# Aim of the exercise
Render the rows below, from the start through the line containing "(605, 383), (663, 562)", as a two-column CSV with the headers text and answer, one CSV line for each row. Put each field in double quotes and replace its line breaks with spaces.

# Information supplied
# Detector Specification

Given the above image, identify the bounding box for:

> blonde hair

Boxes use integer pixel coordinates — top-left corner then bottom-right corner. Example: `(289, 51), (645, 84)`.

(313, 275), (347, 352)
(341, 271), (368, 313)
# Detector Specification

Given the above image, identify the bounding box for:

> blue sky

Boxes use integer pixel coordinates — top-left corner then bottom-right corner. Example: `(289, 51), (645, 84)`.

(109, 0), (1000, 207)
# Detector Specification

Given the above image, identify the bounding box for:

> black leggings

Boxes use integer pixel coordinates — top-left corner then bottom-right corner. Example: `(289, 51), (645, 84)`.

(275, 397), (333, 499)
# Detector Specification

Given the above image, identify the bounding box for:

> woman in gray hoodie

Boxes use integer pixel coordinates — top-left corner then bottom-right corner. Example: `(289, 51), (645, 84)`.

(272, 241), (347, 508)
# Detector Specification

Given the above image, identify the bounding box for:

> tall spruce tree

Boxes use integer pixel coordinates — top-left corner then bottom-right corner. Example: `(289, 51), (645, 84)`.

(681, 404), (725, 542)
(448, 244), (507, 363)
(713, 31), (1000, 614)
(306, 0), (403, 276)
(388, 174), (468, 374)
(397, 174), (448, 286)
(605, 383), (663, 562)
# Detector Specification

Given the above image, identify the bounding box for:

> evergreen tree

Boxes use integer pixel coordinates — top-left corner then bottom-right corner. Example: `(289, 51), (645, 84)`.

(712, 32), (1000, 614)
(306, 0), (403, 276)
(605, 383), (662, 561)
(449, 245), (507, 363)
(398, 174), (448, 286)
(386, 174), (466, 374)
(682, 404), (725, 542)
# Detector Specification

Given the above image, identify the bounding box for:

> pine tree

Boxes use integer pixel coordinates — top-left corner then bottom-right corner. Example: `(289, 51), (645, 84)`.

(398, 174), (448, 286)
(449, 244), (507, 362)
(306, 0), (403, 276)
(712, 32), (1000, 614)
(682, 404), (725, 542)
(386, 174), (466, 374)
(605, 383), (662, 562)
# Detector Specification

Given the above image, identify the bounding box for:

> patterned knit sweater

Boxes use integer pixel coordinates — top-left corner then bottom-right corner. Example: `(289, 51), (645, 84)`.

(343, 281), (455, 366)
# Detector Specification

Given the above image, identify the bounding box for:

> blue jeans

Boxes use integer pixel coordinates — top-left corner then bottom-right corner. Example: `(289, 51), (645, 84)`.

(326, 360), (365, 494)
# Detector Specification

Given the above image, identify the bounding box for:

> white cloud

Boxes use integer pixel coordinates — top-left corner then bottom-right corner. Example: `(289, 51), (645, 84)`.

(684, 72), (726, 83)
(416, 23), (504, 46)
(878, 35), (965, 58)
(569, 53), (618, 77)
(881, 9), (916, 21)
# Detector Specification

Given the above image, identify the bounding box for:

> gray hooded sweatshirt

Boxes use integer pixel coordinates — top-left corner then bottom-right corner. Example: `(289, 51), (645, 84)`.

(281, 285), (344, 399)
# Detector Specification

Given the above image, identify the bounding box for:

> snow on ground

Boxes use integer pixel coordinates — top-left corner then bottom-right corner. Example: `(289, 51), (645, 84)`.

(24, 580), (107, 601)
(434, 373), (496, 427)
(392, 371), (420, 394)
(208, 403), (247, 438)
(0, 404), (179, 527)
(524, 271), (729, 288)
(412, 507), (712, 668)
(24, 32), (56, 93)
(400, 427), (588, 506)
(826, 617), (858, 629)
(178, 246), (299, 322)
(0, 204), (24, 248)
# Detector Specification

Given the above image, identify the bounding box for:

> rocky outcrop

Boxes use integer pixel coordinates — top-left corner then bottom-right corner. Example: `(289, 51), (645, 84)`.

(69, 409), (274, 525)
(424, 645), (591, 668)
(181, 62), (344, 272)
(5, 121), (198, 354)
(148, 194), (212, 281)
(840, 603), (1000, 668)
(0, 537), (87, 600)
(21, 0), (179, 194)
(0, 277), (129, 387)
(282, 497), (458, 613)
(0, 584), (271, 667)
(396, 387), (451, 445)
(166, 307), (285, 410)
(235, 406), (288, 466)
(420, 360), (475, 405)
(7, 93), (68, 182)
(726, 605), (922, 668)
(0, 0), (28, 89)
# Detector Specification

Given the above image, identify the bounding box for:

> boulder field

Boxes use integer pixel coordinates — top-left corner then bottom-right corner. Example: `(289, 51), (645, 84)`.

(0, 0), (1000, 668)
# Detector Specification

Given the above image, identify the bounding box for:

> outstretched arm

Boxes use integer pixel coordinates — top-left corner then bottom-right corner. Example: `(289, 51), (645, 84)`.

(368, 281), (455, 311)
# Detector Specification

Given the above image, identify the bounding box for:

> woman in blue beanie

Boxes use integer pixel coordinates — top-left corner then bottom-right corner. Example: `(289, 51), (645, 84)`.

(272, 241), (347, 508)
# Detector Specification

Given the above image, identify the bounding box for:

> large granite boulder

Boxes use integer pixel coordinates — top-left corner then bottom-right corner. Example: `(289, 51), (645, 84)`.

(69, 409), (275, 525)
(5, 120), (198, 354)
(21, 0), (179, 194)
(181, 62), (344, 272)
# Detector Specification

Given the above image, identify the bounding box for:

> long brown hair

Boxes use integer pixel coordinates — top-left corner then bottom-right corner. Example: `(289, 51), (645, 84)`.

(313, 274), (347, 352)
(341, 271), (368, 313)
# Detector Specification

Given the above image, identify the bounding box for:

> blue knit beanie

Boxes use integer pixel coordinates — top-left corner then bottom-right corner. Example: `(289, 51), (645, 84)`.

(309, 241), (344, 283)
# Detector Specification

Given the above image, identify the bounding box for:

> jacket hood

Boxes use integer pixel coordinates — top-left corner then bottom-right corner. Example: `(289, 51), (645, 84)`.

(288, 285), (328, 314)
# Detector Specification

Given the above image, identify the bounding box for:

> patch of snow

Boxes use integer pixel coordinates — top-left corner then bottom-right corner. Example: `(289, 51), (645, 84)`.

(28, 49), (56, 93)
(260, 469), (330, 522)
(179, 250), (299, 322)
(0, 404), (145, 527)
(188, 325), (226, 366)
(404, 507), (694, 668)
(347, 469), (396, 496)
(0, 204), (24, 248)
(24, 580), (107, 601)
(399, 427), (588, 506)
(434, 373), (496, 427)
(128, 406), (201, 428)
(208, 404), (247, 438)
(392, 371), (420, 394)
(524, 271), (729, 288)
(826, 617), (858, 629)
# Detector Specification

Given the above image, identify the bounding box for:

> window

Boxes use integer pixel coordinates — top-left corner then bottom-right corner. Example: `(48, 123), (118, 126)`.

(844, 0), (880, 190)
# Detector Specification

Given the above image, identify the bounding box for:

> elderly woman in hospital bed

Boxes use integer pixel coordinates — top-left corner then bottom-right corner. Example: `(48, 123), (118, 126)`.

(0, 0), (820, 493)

# Exercise result
text,answer
"# Detector Specification Given the above image, identify the bounding box for: > blonde hair Boxes use integer pixel coordinates — top-left corner then bottom-right corner. Example: `(289, 51), (645, 84)`.","(313, 275), (347, 352) (341, 271), (368, 313)"
"# Detector Specification Given the above image, identify the bounding box for: > blue sky Boxes use integer pixel coordinates — top-left corner then bottom-right corner. Example: `(289, 51), (645, 84)`.","(109, 0), (1000, 207)"
"# Detector Specification Given the above image, identify the bounding box for: > black leggings Boxes use integer pixel coordinates — top-left corner then bottom-right corner. Example: `(289, 51), (645, 84)`.","(275, 397), (333, 499)"
"# Detector Specification Given the above image, identify the bounding box for: > woman in gray hoodie Boxes use integer pixel coordinates — top-left corner then bottom-right corner. Example: `(289, 51), (645, 84)`.","(272, 241), (347, 508)"
"# Detector Specification Given the above image, identify the bounding box for: > tall spruce tree Boxes use integer pixel coordinates — top-left corner then bottom-right corner. Example: `(289, 51), (645, 84)`.","(681, 404), (725, 542) (448, 244), (507, 363) (713, 31), (1000, 614) (306, 0), (403, 276) (388, 174), (468, 374) (397, 174), (448, 286) (605, 383), (663, 562)"